PASSAGE GIVEN:
------------------------------

VNXe 3200 Controller Failover Behavior

Two years ago I posted an article describing how the VNXe3100 (and 3300 and 3150)  had a major drawback in the way that it handled IO during a controller reboot or failure. If you didn’t get a chance to experience this for yourself head over to my older article and take a quick look http://www.jpaul.me/2012/07/vnxe-sp-failover-compared-to-other-solutions/.

Now that you know what the issue was, let’s talk about the new VNXe3200. I received a demo box from the folks at EMC through Chad Sakac’s blog a couple of weeks ago and have finally gotten a chance to play around with it and re-do the same test that I did 2 years ago to the 3200’s predecessor. The results were awesome, but before I go into the details let me just say that I no longer dread when I have to propose a VNXe. I now know first hand that this box is up to the task and should have no problems living up to the reputation of its big brothers (the VNX series).

Why is the 3200 different

Whats new with the VNXe3200
Whats new with the VNXe3200

So the VNXe 3200 borrows the heart of the VNX… it’s MCx code… It then uses that code to provide native iSCSI (not emulated like all previous VNXe’s) as well as Fiber Channel connectivity…. Simply put this thing has big boy block protocols. Because of this there are services running on both SP’s at the same time and no service “reboot” time is needed like the older systems needed when restarting their iSCSI servers.

------------------------------

REQUEST 1:
Print the part of the VNXe 3200 article that opens with the words containing "Now that you" and closes with "(the VNX series).".
REQUEST 2:
Answer these questions from the VNXe 3200 article:
(a) How long ago did the author post the earlier article about the VNXe3100?
(b) Through whose blog did the author receive the VNXe3200 demo box?
(c) What code does the VNXe 3200 borrow from the VNX?
REQUEST 3:
Continue the VNXe 3200 article from its last sentence.
The records that come next are separate material, unrelated to the VNXe 3200 article.

------------------------------

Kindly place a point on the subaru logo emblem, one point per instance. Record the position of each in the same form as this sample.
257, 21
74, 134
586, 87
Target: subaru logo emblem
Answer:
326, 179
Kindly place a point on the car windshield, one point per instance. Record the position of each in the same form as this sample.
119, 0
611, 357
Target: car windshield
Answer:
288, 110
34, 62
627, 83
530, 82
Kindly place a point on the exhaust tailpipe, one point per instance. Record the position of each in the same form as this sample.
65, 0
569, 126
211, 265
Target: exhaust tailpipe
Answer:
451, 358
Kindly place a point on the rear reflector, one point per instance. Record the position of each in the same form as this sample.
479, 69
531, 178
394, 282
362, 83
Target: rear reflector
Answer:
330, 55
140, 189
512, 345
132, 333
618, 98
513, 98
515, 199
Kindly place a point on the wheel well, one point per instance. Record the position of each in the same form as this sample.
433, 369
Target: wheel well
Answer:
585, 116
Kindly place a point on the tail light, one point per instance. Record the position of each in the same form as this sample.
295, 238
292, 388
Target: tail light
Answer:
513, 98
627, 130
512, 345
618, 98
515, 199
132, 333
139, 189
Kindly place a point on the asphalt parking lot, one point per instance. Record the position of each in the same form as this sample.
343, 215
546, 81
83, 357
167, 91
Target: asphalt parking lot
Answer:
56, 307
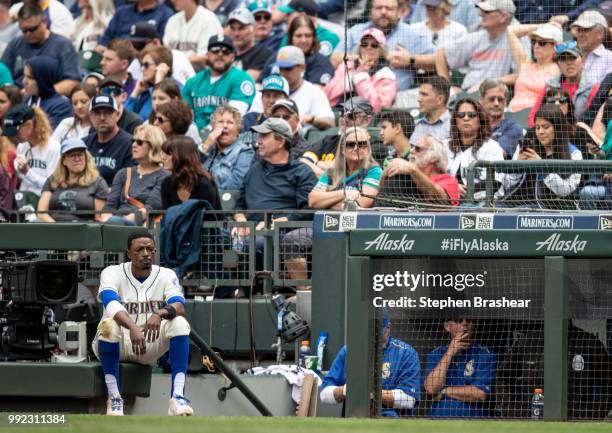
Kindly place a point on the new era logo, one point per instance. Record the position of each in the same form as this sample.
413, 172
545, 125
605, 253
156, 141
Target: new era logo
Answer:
331, 223
605, 222
467, 222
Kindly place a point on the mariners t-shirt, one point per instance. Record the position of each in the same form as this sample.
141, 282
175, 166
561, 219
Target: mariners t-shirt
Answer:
75, 198
255, 58
204, 96
327, 40
112, 156
483, 56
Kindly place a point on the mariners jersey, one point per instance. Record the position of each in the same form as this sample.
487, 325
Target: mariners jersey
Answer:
475, 366
204, 96
400, 370
140, 299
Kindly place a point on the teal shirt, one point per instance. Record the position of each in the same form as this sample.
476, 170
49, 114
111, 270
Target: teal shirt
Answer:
371, 178
5, 75
327, 39
204, 97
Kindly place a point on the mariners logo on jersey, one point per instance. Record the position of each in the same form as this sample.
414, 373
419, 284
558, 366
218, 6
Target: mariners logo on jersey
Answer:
469, 368
386, 370
138, 298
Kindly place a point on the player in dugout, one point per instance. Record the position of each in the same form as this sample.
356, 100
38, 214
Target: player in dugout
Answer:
143, 318
400, 376
459, 375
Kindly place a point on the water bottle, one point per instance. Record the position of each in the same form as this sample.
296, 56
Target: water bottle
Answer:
238, 243
304, 352
537, 404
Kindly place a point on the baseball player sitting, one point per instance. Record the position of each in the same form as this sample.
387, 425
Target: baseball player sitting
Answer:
143, 318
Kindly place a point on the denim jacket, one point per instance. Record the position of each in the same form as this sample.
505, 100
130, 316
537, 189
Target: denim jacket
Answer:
229, 166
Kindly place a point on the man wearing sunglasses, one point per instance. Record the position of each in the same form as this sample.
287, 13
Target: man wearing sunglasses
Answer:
266, 34
327, 39
219, 84
249, 57
311, 100
590, 30
421, 175
493, 97
110, 146
486, 53
116, 59
189, 30
356, 111
143, 35
126, 16
37, 40
128, 120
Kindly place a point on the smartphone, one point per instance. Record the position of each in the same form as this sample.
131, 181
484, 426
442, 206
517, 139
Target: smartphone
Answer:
525, 143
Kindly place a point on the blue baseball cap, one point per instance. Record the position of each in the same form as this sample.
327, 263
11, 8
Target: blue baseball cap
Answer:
275, 82
15, 117
259, 6
72, 144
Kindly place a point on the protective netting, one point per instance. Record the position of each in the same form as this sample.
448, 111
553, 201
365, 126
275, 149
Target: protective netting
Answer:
466, 338
449, 84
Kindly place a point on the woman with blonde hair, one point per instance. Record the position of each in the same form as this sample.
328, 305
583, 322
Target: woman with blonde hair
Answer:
368, 76
355, 172
533, 75
95, 16
136, 191
37, 152
75, 186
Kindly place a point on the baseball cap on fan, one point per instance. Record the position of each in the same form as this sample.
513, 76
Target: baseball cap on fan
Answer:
275, 82
242, 15
497, 5
590, 19
290, 56
309, 7
274, 124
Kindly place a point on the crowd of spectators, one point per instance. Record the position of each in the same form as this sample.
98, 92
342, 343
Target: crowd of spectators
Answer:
289, 108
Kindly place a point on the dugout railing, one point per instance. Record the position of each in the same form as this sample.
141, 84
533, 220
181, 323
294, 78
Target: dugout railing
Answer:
225, 261
561, 343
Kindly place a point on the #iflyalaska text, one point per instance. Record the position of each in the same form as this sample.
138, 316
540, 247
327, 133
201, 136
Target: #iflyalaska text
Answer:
426, 302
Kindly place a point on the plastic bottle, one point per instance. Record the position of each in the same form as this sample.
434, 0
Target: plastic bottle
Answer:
238, 243
537, 404
304, 352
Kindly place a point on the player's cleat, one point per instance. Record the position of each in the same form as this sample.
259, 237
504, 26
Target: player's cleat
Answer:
114, 406
179, 406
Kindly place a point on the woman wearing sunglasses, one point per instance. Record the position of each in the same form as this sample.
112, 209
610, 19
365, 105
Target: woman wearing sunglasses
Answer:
355, 172
581, 135
136, 191
369, 76
550, 140
471, 141
302, 33
156, 66
78, 125
164, 92
535, 68
571, 80
75, 186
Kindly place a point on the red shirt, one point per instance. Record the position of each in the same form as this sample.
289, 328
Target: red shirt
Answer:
450, 185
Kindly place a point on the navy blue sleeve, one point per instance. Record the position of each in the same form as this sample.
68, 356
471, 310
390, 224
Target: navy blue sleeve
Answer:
587, 4
485, 373
111, 31
337, 372
69, 60
106, 296
408, 377
320, 70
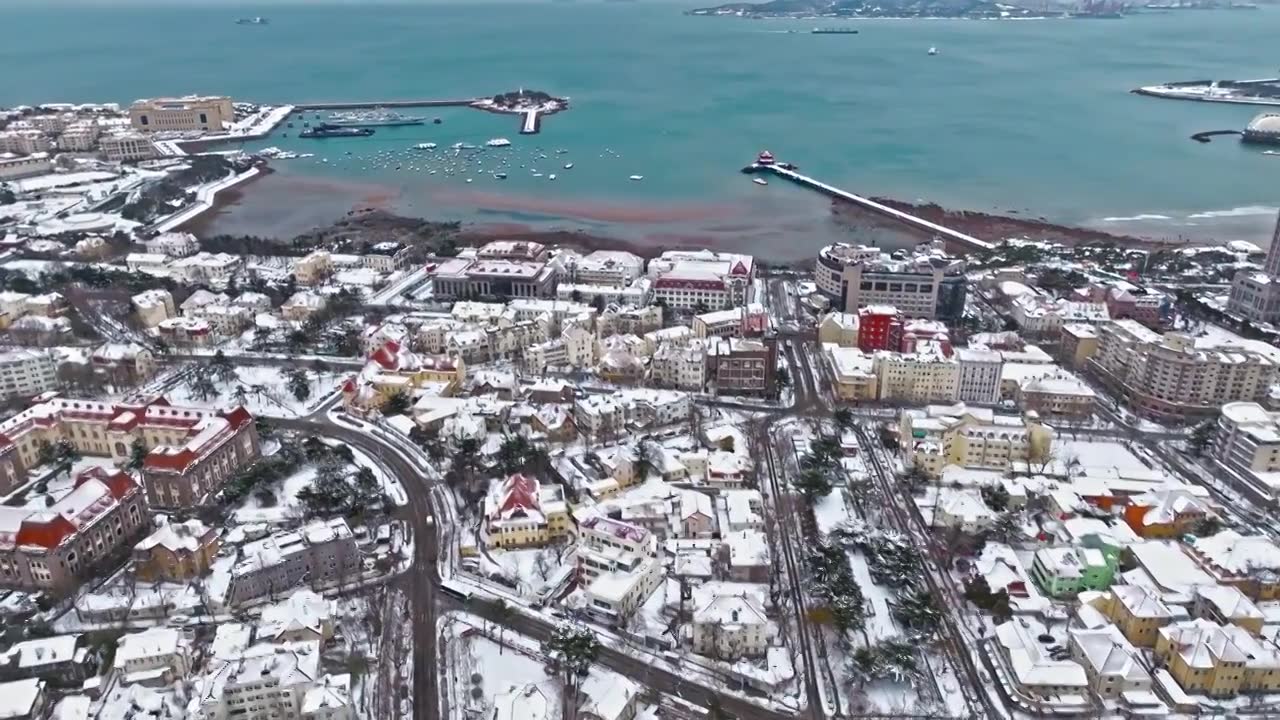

------------------------------

TASK RESPONSE 1:
Now that you know what the issue was, let’s talk about the new VNXe3200. I received a demo box from the folks at EMC through Chad Sakac’s blog a couple of weeks ago and have finally gotten a chance to play around with it and re-do the same test that I did 2 years ago to the 3200’s predecessor. The results were awesome, but before I go into the details let me just say that I no longer dread when I have to propose a VNXe. I now know first hand that this box is up to the task and should have no problems living up to the reputation of its big brothers (the VNX series).

TASK RESPONSE 2:
(a) Two years ago.
(b) Chad Sakac's blog.
(c) Its MCx code.

TASK RESPONSE 3:
I’m not going to go into all the other new awesomeness as there will be lots of other posts about this box on the way, so let’s get into what happen during the failover tests.

Background Info

From the VNXe 3200 I have presented two LUNs to my VMware ESXi servers. The virtual machine I will be using to test with (SQLAO1) is on a LUN named “FAST_Pool_02” (and yes the VNXe3200 also has Fully Automated Storage Tiering, just like the VNX series). Here is a screen shot showing that SPA is the owner of this LUN, again, very different from the previous VNXe’s. On those model’s LUN’s were owned by an iSCSI server not a storage processor.

SPA is the owner of LUN "FAST_Pool_02
SPA is the owner of LUN “FAST_Pool_02

So to do the test I decided I would copy 16.2GB of linux ISO files from my VNXe3100 CIFS share to this VM.

Baseline

The first time that I transferred the 16.2GB of ISO files I was getting between 80-90MB/s as reported by windows.

Baseline Transfer Speed
Baseline Transfer Speed

Bouncing SPA

The next thing to do was to kill SPA, to do that I decided that the garage was too far to walk to so I used the SP Reboot feature in the Service System menu.

Rebooting SPA during second transfer
Rebooting SPA during second transfer

By the time that I rebooted the SP I already had the transfer running a second time. In fact it was probably half way through the transfer. When I did that Windows kept right on copying data, buffering it inside of windows for a short time. I attribute this buffering time to VMware and its native multipathing policies, because within a few seconds the buffer started flushing out just as fast as it built up. On the VMware Disk Performance graph for the SQLAO1 VM, you can see that traffic spikes down when the paths switch over, but then immediately spike back up as it starts to use the other paths through SPB.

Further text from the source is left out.